● **Data Masukan**:
····················
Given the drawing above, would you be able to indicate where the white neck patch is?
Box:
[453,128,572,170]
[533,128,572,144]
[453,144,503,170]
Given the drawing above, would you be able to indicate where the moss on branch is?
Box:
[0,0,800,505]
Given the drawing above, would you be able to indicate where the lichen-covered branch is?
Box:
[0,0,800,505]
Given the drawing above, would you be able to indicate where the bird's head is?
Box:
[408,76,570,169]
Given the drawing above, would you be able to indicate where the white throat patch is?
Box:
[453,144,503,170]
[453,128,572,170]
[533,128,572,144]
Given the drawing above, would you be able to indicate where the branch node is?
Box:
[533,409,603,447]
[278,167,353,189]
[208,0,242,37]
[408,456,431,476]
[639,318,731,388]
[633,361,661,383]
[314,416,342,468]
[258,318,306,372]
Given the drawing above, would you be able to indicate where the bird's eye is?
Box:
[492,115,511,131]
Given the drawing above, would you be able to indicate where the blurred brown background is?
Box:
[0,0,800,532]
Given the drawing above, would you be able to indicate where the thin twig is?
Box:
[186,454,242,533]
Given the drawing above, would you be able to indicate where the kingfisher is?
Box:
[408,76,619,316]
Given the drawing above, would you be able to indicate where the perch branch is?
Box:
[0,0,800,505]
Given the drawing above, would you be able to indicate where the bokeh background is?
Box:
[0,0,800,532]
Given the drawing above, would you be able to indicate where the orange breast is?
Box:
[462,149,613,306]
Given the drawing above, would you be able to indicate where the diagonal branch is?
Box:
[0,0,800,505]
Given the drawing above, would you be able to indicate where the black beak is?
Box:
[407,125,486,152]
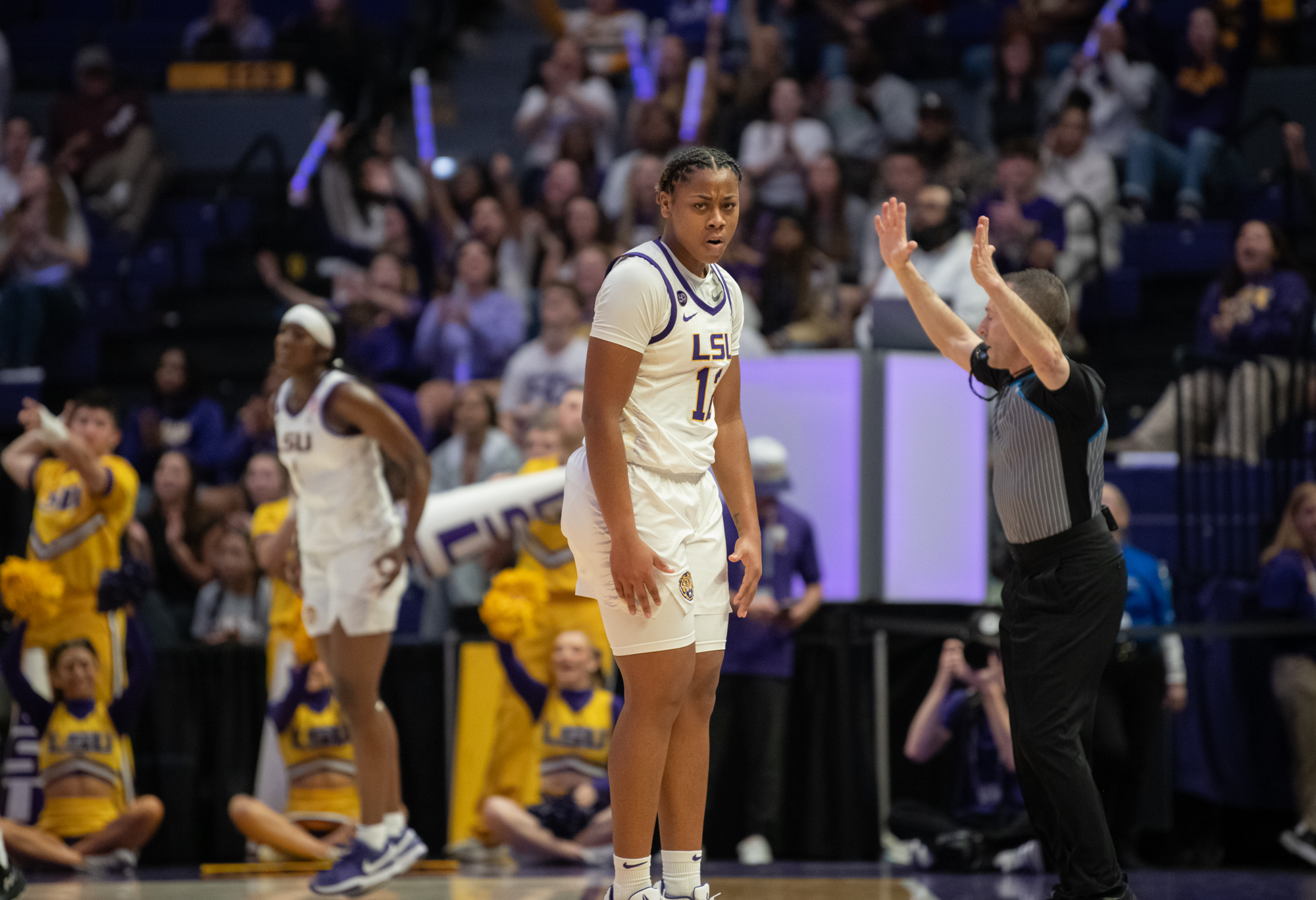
····················
● **Petunjuk Latihan**: Kumpulkan setiap baris dalam catatan di atas yang memuat kata "white", lalu salin baris-baris tersebut tanpa perubahan.

● **Hasil Latihan**:
Given the drawing above, would you be able to indicate where the white neck patch is?
Given the drawing above, would you be able to indicate where the white throat patch is?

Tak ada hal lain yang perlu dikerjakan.